**** Excerpt provided
# Yet another garage door opener problem



## dotfarmer (Jan 27, 2009)

My Craftsman 1/2 HP garage door opener is blowing the garage circuit breaker. I found a burnt out ceramic disk capacitor on the terminal block where power comes into the unit. 

Most of the numbers are burnt off the capacitor so I don't have enough info to replace it. Does anyone have technical specs for a model 139.53415SR door opener (1991)? 

I tried PartsDirect but they don't have such a part listed. (Although they were willing to sell me the two screws that hold down the terminal block for $6, plus another $5 for shipping...)


----------



## Elvandil (Aug 1, 2003)

How big is the circuit breaker? Can you see exactly what the capacitor was connected to?


----------



## Noyb (May 25, 2005)

I have the manual for a 139.53985DM ... It does not show the parts for any Caps.
If it's near the power terminal block .. It sounds like a power line filter.
I'd guess any generic would work ... .001 or so.


----------



## Elvandil (Aug 1, 2003)

Noyb said:


> I have the manual for a 139.53985DM ... It does not show the parts for any Caps.
> If it's near the power terminal block .. It sounds like a power line filter.
> I'd guess any generic would work ... .001 or so.


That was my thought. But do you think that this alone could cause the breaker to trip?


----------



## Noyb (May 25, 2005)

If it's shorted .. and stayed that way.

I should have added ... 
The first thing I'd do is remove it .. And see if it still trips the breaker.


----------



## Drabdr (Nov 26, 2007)

When you say circuit breaker...

Are you talking about the one installed/attached to the garage opener, or the breaker feeding the 120vac plug for the opener?


----------



## JohnWill (Oct 19, 2002)

Sears parts has excellent manuals for most of their stuff, as well as spare parts.


----------



## Elvandil (Aug 1, 2003)

Drabdr said:


> When you say circuit breaker...
> 
> Are you talking about the one installed/attached to the garage opener, or the breaker feeding the 120vac plug for the opener?


Which is tripping and what amperages are both?


----------



## dotfarmer (Jan 27, 2009)

It's the 15amp breaker in our main service panel that's tripping, not the one on the door opener.

The capacitor bridges two terminals on the terminal block. I assume that one of the many power outages we've had recently caused a surge that fried it. I'm sure it's shorted, I tested it with a meter.

I was tempted to try it without the cap in place but I was afraid of damaging the circuit board. I'm one of those dangerous amateurs, and I really can't afford to buy a new door opener.
********
What is asked:
1 – Reproduce the garage door opener thread word for word, starting at the words containing "If it's shorted" and ending at "(Nov 26, 2007)".
2 – In the garage door opener thread, which breaker does dotfarmer say is tripping?
3 – Extend the garage door opener thread with the next part, picking up after its final post.
**** Raw data
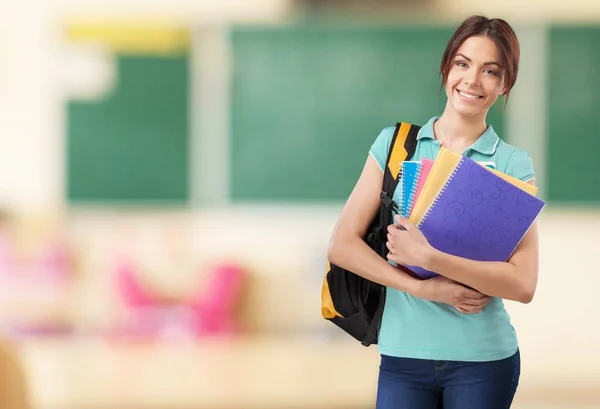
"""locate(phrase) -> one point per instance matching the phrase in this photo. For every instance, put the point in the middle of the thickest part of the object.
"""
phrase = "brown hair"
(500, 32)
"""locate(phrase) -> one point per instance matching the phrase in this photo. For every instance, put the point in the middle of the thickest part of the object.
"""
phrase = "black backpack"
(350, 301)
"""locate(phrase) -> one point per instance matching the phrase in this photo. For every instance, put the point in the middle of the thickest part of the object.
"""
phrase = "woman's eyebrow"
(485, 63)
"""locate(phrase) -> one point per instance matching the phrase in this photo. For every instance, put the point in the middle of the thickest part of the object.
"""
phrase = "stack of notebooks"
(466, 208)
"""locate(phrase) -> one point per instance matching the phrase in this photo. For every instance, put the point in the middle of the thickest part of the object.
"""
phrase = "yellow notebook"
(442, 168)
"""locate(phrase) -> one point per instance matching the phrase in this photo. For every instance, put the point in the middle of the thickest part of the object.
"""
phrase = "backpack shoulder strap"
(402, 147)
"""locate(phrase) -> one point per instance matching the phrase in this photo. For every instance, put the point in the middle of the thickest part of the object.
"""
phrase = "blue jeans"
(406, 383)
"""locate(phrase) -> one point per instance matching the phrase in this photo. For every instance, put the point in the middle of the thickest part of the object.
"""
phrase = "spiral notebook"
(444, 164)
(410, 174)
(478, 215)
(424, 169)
********
**** Raw data
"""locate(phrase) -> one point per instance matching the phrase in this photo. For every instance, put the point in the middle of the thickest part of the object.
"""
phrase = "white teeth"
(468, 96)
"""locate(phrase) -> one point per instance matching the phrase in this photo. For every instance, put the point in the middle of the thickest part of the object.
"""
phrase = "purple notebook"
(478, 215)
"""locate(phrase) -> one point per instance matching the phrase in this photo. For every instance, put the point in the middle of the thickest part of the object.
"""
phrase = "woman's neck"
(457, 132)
********
Answers given:
1 –
If it's shorted .. and stayed that way.

I should have added ... 
The first thing I'd do is remove it .. And see if it still trips the breaker.


----------



## Drabdr (Nov 26, 2007)

2 – The 15-amp breaker in the main service panel, not the one on the door opener.

3 –
----------



## mrss (Jun 13, 2007)

Are you sure it's a capacitor? Not a surge protector?


----------



## Noyb (May 25, 2005)

mrss said:


> Are you sure it's a capacitor? Not a surge protector?


Good question ... How big was this component ???
I've been retired a while now .. but as I remember .. Surge protectors were about 3/4 inch in diameter .. or bigger


----------



## Drabdr (Nov 26, 2007)

dotfarmer said:


> It's the 15amp breaker in our main service panel that's tripping, not the one on the door opener.


Are you sure that your garage door opener is the only thing on that circuit? Also, is your breaker a ground fault breaker (typically a little red button on it to reset)?

Does it trip instantly, or does it take a few times?

I would find it strange that the opener would trip a 15 amp breaker much further downstream than the breaker (probably a smaller range) on the opener. But hey.. stranger things have happened!

If you unplug the opener from the circuit, the breaker should not trip. Try the opener (using an extension cord) on another circuit, or you can check the existing circuit to see if it is overloaded.

If the problem resides in the opener, then hopefully some of these electronic gurus can work with you getting it fixed.:up:


----------



## Frank4d (Sep 10, 2006)

If the part is wired directly between the two power wires then it is a surge supressor, also knows as a "MOV". Is it soldered to a PC board or attached with terminal lugs?


----------



## gophersnake (Mar 5, 2006)

About 10 years ago there was some sort of incident with a power pole in our neighborhood. The topmost crossarm with the highest-voltage wires fell onto the wires below and for a few seconds, all the houses nearby received about 4 times normal voltage.

I came home to a blown fuse that, when I replaced it, immediately blew again. I unplugged everything, replaced the fuse, and started plugging things back in one by one. When I got to the cord that powered the surge suppressor for my computer, there was a mighty crackling buzz from the surge suppressor and the lights dimmed. I hastily unplugged the cord and took a look inside the surge suppressor. It looked like charcoal and smelled like burned plastic. That finally taught me what it is that surge suppressors actually do: when the voltage gets too high, they blow the fuse or trip the breaker, quite possibly sacrificing themselves in the process.

I think Frank4d called it right: your "capacitor" is actually a varistor that got fried by a surge and is now drawing enough current to trip the breaker. More about MOVs (Metal Oxide Varistors) here.


----------



## dotfarmer (Jan 27, 2009)

My original post should have said "what appears to be a capicitor...".
It sounds like it's an MOV instead. The ice storms are over so our power should be okay now.
Will it be safe to put the opener back together without the MOV and just use a surge protected power strip instead?


----------



## Frank4d (Sep 10, 2006)

A surge protected strip should be ok for a temporary workaround. I would replace it eventually though.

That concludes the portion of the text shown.